Argos' Tranks thankful for chance

Sammy Tranks catches the ball during Argos practice yesterday and is absolutely elated to do so....

Sammy Tranks catches the ball during Argos practice yesterday and is absolutely elated to do so. (Dave Abel/QMI AGENCY)

BILL LANKOFF, QMI Agency

, Last Updated: 11:21 PM ET

Sammy Tranks may have been the happiest Argonaut on the practice field Wednesday. And, he’s not even going to be playing Saturday when the team heads to Winnipeg.

Tranks has been a testament to tenacity. He is everything professional sports so often is not — dedicated to his profession because he loves it, not because of the fame and paycheque it might bring. Frankly, Tranks, 25, has seen precious little of the latter in his abbreviated career.

If ever a man has had a black cloud lining his aspirations, it would be Tranks. If he could catch a break as well as he can catch a football chances are he’d have established himself in the CFL by now.

Instead, he has spent more time in hospital lineups than he has in the Argonauts’ lineup.

But persistence has brought him back to the club’s practice roster, chasing down balls from interim No. 1 quarterback Jarious Jackson, working out with the scout team, stretching but mostly, just wearing a great big smile along with the No. 84 he first donned last season.

That was his rookie campaign in the CFL. “To put a cliche on it, you could say it was injury-plagued,” said Tranks, back after being cut following training camp and told to go home and rehabilitate the shattered ligament in his knee.

“I knew that I would come back physically. I wasn’t sure I’d be back here. I was hoping because I’m familiar with the offence.

They said if I was healthy, if I still had my quickness, my speed and could do my cuts that they’d bring me back. I knew my abilities would never waver. It’s back. It feels good. It was just a matter of time. A matter of patience.”

Patience.

##########

QUESTIONS –
1. In the article about Sammy Tranks, what jersey number does Tranks wear?
2. Carry the article about Sammy Tranks forward from its final line, keeping its formal news style.

(Data entries)
##########

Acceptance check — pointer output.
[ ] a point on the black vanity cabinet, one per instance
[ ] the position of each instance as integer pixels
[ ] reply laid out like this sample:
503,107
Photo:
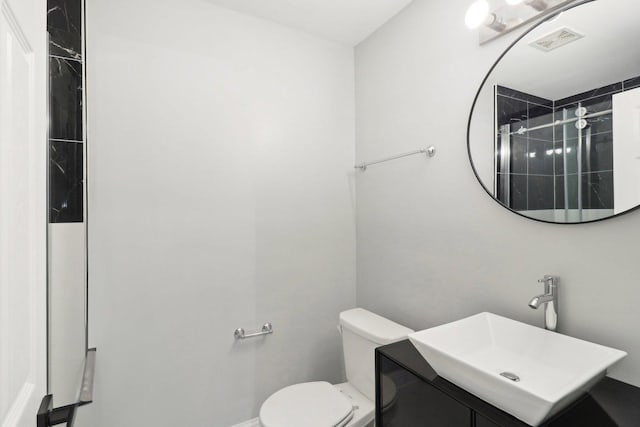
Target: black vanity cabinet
409,393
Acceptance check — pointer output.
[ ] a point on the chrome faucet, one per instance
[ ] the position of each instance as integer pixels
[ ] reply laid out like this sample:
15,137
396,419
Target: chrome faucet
550,300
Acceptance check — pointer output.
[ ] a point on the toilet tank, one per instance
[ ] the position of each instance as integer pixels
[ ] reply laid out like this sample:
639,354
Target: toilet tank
363,331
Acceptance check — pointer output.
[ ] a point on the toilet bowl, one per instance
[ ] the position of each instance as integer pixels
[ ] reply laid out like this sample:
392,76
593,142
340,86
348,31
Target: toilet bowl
350,404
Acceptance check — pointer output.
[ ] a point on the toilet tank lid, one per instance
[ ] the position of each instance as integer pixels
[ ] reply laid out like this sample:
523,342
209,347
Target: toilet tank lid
373,327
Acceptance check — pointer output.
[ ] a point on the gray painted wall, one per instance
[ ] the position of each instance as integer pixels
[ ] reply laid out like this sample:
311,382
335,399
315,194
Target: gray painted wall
432,246
219,197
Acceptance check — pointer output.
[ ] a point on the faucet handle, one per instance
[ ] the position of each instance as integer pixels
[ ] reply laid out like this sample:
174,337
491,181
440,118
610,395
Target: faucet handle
549,280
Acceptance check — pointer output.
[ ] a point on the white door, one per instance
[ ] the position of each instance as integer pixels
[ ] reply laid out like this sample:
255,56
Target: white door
626,150
23,157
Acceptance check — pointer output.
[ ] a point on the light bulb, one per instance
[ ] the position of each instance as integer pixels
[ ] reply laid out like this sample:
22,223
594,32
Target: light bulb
477,14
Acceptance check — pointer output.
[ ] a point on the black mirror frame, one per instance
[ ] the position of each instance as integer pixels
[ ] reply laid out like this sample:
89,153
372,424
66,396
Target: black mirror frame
473,106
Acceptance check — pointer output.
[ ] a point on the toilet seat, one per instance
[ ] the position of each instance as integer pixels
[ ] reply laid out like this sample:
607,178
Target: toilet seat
315,404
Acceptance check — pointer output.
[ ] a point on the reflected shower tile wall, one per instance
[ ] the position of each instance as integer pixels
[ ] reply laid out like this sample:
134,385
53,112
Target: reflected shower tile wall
531,153
66,114
597,158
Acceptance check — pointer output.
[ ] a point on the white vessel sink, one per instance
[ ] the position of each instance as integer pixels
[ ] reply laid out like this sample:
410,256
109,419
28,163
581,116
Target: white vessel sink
552,369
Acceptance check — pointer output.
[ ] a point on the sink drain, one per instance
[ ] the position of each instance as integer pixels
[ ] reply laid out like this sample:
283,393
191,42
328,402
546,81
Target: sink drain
510,376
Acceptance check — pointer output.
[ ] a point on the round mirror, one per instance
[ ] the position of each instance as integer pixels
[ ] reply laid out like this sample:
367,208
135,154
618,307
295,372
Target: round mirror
554,132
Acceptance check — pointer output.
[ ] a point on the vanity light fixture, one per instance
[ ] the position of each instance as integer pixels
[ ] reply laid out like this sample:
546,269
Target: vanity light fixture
479,15
493,18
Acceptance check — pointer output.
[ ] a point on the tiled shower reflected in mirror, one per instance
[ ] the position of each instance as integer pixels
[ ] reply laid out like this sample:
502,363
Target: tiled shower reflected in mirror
66,230
549,164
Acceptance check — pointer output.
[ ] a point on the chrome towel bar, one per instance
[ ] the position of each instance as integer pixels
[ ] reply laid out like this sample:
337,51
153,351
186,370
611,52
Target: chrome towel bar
429,151
240,333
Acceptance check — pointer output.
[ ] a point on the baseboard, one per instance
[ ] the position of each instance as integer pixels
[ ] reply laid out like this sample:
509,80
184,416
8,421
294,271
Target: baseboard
251,423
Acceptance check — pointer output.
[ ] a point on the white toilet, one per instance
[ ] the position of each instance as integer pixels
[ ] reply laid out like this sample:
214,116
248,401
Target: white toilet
351,404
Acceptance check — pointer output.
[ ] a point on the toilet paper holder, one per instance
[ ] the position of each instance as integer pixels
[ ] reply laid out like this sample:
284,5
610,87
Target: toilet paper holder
240,333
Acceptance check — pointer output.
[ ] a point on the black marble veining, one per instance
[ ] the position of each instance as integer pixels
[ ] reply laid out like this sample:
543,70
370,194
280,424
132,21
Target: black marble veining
66,192
64,24
65,99
610,403
66,175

##########

RESULTS FOR THE EXERCISE –
1. He wears No. 84, which he first donned last season.

2.
It has become Tranks’ buzzword, an enforced companion ever since his freshman year at Edward Waters College. Don’t bother looking up his stats; there aren’t any. “It was 2005 in Jacksonville Florida. I ran into a blocking sled. Stabbed me, lacerated the femoral artery — the same place the late Sean Taylor was shot,” he said, pointing to his thigh. “It’s dangerous. They rushed me right into surgery. I was out for the season.”

What followed were four successful seasons at Seton Hill, a Division II school in Greensburg, Pa., where he earned a reputation as a sure-handed receiver and one of those all-around athletes who can play special teams and excel. The Argos found out what kind of player he was quickly after he made the team in 2011.

“I hurt my shoulder in pre-season. I battled back in Week 3 or 4, whatever and I had an OK game.”

OK is being somewhat modest. He destroyed Odell Willis with a block, then later scored his only CFL touchdown when he ran away from 2011 defensive player of the year, Jovon Johnson. “Yeah, I had a pretty good block. First play of the game. I don’t think he saw it at all,” said Tranks. He grins. Chuckles. Then adds, “I’m not sure I want to meet him if he does know that I’m coming.”

With the Argonauts desperate for go-to receivers, it looked like it could be the beginning of a beautiful relationship.

“In Edmonton the following week I reinjured the shoulder. Went on the practice squad. Week 14 I came back against Hamilton.”

That didn’t last long. Stretching out to make a catch along the sidelines in the second half, he limped from the field.

“Tore my ACL,” he said. “That’s how it goes. It’s been a short career.”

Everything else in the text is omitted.